» Text section:
Meyrick described the species as follows:

Male. — 12-13 mm. Head white. Palpi white, externally ochreous-tinged, towards apex slightly infuscated. Antennae whitish. Thorax white, with a few fuscous scales. Abdomen light grey. Legs white. Forewings triangular, costa slightly arched, apex obtuse, hindmargin oblique, twice sinuate-indented on upper half; white, suffused with pale ochreous-greyish except towards inner margin; lines very slender, dark fuscous, thickened at extremities; first from beyond 1/4 of costa to middle of inner margin, strongly curved, nearly preceded on costa by a small dark fuscous oblique mark, and on lower half by a wedge-shaped dark fuscous streak from inner margin; a transverse leaden-grey-metallic discal spot, lower extremity becoming obscurely whitish- ochreous; a small dark fuscous spot on costa above this; second line from 2/3 of costa to 3/4 of inner margin, very strongly curved outwards on upper 2/3, below this slightly sinuate, margined on costa with white wedge-shaped streaks, on lower half followed by a fainter similar line enclosing a white line; a yellow-ochreous space extending from discal spot to hindmargin, interrupting second line, cut by three parallel longitudinal leaden-grey-metallic purplish-tinged streaks, not reaching discal spot, upper alone reaching hindmargin; a white almost apical oblique mark from costa, separated from white margin of second line by a fuscous suffusion; space between lower half of second line and hindmargin, yellow-ochreous, suffusedly irrorated with dark fuscous; three black dots on hindmargin below middle, central subquadrate : cilia shining metallic bronzy-grey, with a strong black basal line. Hindwings grey; cilia whitish, with a grey basal line, and a faint cloudy grey median shade.

Gaskin stated that this species can be differentiated from G. bipunctella as G. harmonica has metallic markings on the subterminal costa of the forewing as well as silvery markings on the veins in the subterminal region.

==Distribution==
G. harmonica is endemic to New Zealand. It is found both in the North and South Islands.

==Habitat and hosts==
This species inhabits lowland to subalpine native forest. The larval host is unknown but is likely to be species of moss.

==Behaviour==
Gaskin hypothesised that there were two broods per year. The adults of this species are on the wing from October until January.

» Things to do:
(a) Translate the moth description's sentence "This species inhabits lowland to subalpine native forest." into Spanish.
(b) Reproduce a passage of the moth description word for word, starting with "Gaskin stated that" and going on through "the subterminal region.".
The data that come next have no connection to the moth description.

» Supplied material:
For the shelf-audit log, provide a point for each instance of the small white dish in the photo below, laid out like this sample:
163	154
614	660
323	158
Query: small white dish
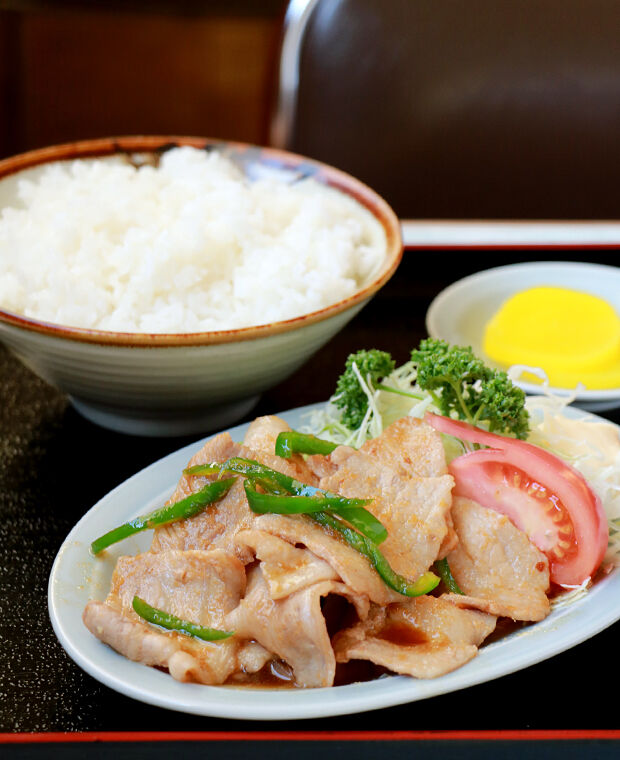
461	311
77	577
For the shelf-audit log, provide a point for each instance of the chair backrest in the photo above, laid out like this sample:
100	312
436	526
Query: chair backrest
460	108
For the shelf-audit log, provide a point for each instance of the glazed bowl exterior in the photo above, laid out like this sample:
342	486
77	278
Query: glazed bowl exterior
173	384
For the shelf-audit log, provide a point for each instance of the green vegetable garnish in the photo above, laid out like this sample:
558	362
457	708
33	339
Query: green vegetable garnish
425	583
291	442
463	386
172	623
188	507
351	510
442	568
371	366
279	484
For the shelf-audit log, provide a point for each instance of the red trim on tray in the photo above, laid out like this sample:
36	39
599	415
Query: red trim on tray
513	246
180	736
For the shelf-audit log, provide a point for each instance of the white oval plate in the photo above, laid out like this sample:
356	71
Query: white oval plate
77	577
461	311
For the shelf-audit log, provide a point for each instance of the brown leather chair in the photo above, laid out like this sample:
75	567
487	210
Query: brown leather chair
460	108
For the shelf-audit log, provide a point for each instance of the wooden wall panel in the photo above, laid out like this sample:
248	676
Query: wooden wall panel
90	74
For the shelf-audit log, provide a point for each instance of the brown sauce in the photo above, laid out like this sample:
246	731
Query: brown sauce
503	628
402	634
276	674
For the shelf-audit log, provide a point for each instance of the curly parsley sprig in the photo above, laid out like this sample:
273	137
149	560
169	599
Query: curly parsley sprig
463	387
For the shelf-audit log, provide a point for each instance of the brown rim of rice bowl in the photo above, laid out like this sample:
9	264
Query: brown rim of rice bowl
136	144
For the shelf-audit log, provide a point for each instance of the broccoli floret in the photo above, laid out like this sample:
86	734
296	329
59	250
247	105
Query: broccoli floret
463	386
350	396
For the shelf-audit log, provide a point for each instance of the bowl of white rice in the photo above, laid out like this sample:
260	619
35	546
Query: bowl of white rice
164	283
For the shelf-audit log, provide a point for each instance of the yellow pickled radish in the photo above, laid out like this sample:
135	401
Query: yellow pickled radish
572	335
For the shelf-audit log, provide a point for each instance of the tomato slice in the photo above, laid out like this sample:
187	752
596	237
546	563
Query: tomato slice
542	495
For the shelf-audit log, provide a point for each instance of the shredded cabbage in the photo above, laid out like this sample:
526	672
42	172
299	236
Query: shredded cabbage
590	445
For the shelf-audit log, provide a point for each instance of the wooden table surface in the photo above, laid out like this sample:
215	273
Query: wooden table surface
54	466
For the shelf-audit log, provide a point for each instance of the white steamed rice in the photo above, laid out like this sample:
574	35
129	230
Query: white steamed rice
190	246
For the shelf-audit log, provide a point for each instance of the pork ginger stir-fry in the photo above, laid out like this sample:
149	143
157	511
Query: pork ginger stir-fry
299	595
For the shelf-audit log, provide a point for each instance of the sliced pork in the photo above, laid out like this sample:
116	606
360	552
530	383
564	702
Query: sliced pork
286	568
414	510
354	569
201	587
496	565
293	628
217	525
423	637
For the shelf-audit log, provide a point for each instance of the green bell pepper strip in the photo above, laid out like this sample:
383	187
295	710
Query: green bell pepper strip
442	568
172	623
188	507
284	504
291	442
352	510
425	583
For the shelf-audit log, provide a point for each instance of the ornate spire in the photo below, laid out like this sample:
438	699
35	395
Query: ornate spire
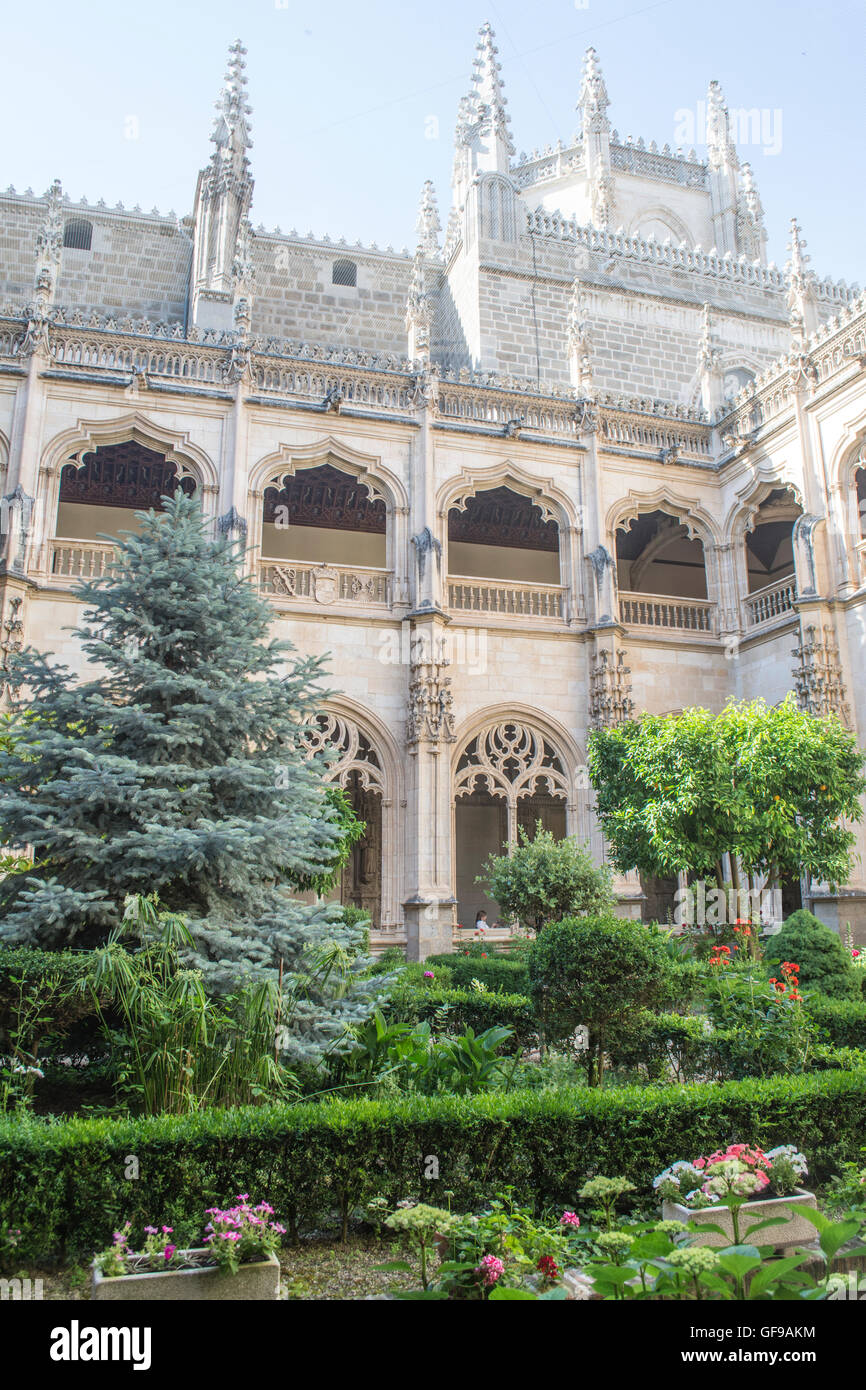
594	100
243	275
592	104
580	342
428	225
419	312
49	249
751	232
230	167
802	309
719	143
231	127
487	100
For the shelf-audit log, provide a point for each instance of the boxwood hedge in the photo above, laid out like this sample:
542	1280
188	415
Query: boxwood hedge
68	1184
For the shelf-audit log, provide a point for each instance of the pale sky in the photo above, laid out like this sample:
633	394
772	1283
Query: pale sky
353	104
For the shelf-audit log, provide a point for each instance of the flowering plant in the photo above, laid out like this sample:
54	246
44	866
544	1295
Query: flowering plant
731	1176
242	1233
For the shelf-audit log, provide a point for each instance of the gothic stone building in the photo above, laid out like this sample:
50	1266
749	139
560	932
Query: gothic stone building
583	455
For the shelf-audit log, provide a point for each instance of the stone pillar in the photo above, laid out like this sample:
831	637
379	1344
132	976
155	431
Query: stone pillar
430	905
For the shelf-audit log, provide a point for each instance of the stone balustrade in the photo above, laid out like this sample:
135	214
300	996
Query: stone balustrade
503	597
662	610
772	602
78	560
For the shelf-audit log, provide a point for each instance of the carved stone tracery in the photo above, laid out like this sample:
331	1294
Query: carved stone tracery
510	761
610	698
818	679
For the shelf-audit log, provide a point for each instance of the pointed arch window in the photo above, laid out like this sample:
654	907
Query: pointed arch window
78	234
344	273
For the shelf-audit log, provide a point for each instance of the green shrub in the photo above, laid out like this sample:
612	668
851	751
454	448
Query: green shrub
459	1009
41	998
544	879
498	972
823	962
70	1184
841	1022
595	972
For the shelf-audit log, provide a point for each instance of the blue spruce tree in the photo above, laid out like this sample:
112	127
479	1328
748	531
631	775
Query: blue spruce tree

» Task-by-task outputs:
(a) Esta especie habita bosques nativos desde las tierras bajas hasta zonas subalpinas.

(b)
Gaskin stated that this species can be differentiated from G. bipunctella as G. harmonica has metallic markings on the subterminal costa of the forewing as well as silvery markings on the veins in the subterminal region.